引用文
次々浮上する安倍政治の負の遺産、それをさばき切れていない岸田政権の現実

ー前略ー
・極右路線からの転換

 安倍長期政権の間に、右寄り保守路線が定着した。それは安倍晋三個人の政治趣向もあるが、
それを安倍政権を支える知識人、圧力団体などの応援団が増幅した。
嫌中派、嫌韓派と呼ばれる人々がそうであり、対中関係、対韓関係も悪化した。

 安倍政権の右傾化路線を象徴するのが杉田水脈議員である。
櫻井よしこに代表される日本会議などが、思想的に共鳴して彼女を安倍に推薦し、安倍もそれに賛成した。

 政策、思想は古くさい20世紀の反共主義で、「個人よりも家族が大事」、「夫婦別姓、LGBT、学童保育、男女平等」に反対である。
これらは全て共産主義者の陰謀と言う。

「古き良き時代のリベラルな」自民党が、安倍第2次政権下で極右路線に転換したが、その象徴が水田である。
先に閉幕した通常国会でLGBT法が成立したが、党内保守派は、「安倍が存命なら、こんな法律は成立しなかったのに」と悔やんでいる。

資料一覧
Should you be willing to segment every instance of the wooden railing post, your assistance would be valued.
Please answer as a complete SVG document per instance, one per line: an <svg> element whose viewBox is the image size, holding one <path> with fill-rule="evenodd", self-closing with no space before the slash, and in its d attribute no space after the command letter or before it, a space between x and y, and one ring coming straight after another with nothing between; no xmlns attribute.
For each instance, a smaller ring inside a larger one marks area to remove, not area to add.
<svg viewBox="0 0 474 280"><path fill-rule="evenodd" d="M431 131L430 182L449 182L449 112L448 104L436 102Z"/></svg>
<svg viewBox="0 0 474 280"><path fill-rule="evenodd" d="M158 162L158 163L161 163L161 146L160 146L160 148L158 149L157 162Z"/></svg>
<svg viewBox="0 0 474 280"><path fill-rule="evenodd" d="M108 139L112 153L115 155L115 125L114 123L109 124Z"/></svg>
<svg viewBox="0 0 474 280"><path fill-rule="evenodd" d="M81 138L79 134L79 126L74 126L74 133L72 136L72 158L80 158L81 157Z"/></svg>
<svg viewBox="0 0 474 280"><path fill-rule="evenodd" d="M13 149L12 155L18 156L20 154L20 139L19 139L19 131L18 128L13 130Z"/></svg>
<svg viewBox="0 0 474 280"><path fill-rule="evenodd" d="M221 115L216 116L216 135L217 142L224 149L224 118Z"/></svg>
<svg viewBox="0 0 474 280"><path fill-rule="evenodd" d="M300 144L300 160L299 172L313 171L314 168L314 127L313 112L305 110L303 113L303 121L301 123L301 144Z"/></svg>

課題
引用文の「安倍政権の右傾化路線を象徴するのが杉田水脈議員である。」から「かったのに」と悔やんでいる。」までを、「日本会議」を「保守系団体」に置き換えて書き写すこと。

回答
安倍政権の右傾化路線を象徴するのが杉田水脈議員である。
櫻井よしこに代表される保守系団体などが、思想的に共鳴して彼女を安倍に推薦し、安倍もそれに賛成した。

 政策、思想は古くさい20世紀の反共主義で、「個人よりも家族が大事」、「夫婦別姓、LGBT、学童保育、男女平等」に反対である。
これらは全て共産主義者の陰謀と言う。

「古き良き時代のリベラルな」自民党が、安倍第2次政権下で極右路線に転換したが、その象徴が水田である。
先に閉幕した通常国会でLGBT法が成立したが、党内保守派は、「安倍が存命なら、こんな法律は成立しなかったのに」と悔やんでいる。